— start of DATASET RECORDS —
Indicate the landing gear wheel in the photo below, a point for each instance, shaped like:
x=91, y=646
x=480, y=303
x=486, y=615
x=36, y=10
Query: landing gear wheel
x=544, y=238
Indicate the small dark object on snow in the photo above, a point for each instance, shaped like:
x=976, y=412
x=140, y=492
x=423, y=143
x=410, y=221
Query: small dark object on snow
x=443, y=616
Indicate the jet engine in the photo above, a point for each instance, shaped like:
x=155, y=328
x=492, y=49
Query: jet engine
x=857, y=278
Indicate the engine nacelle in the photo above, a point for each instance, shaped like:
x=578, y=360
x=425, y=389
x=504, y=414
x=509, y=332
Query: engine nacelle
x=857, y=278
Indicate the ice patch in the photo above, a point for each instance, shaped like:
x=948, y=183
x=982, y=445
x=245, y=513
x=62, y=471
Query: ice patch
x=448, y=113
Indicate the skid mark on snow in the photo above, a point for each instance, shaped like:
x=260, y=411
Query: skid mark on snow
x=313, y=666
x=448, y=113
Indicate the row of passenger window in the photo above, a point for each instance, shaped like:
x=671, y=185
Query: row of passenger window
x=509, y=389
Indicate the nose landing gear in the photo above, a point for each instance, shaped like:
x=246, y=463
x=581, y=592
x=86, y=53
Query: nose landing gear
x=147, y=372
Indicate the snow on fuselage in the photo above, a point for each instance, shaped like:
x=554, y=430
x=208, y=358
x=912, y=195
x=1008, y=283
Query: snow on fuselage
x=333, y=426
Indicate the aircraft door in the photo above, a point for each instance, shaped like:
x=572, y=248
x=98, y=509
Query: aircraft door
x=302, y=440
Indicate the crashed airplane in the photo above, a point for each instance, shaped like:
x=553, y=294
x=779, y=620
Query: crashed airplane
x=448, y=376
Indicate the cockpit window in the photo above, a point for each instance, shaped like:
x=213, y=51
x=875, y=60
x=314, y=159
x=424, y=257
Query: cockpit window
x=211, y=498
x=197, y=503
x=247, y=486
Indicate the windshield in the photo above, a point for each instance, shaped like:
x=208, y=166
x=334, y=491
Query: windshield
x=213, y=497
— end of DATASET RECORDS —
Return the full listing, character for character.

**EXERCISE SOLUTION:**
Indicate the landing gear wheel in the photo below, a point for each instance, shaped like:
x=91, y=646
x=480, y=303
x=486, y=615
x=36, y=10
Query: landing gear wheel
x=544, y=238
Indicate the small dark object on snow in the photo above, a point for each instance, shaped like:
x=976, y=412
x=140, y=492
x=423, y=143
x=410, y=221
Query: small dark object on snow
x=443, y=616
Indicate the jet engine in the photo above, a point for each instance, shaped like:
x=155, y=328
x=492, y=49
Query: jet engine
x=857, y=278
Indicate the engine nacelle in the photo above, a point for each instance, shaped like:
x=578, y=360
x=425, y=389
x=504, y=414
x=509, y=332
Query: engine nacelle
x=857, y=278
Indicate the ice patch in the photo above, a point for each instance, shaped like:
x=948, y=183
x=982, y=445
x=245, y=513
x=62, y=471
Query: ice patch
x=448, y=113
Indicate the skid mark on snow in the photo above, a point for each instance, shaped like:
x=260, y=411
Query: skid mark on snow
x=313, y=666
x=448, y=113
Indicate the row of passenger window in the photo above, a point for each instance, shaped like:
x=671, y=185
Query: row of passenger window
x=509, y=389
Indicate the nose landing gear in the photo above, a point for each instance, shaped like:
x=246, y=463
x=581, y=592
x=86, y=53
Query: nose landing gear
x=147, y=372
Indicate the snow on fuselage in the photo above, a point for each instance, shaped like:
x=554, y=430
x=208, y=358
x=912, y=195
x=1008, y=283
Query: snow on fuselage
x=333, y=426
Indicate the aircraft door in the photo above, a point for each instance, shaped like:
x=572, y=248
x=98, y=509
Query: aircraft door
x=302, y=440
Indicate the crashed airplane in the photo above, a point for each instance, shaped like:
x=553, y=294
x=779, y=620
Query: crashed airplane
x=448, y=376
Indicate the cockpit window in the photo above, a point for each instance, shaped like:
x=213, y=51
x=875, y=60
x=314, y=159
x=424, y=257
Query: cockpit window
x=211, y=498
x=197, y=503
x=247, y=486
Indicate the windshield in the photo above, a point for each instance, shaped like:
x=208, y=166
x=334, y=491
Query: windshield
x=213, y=497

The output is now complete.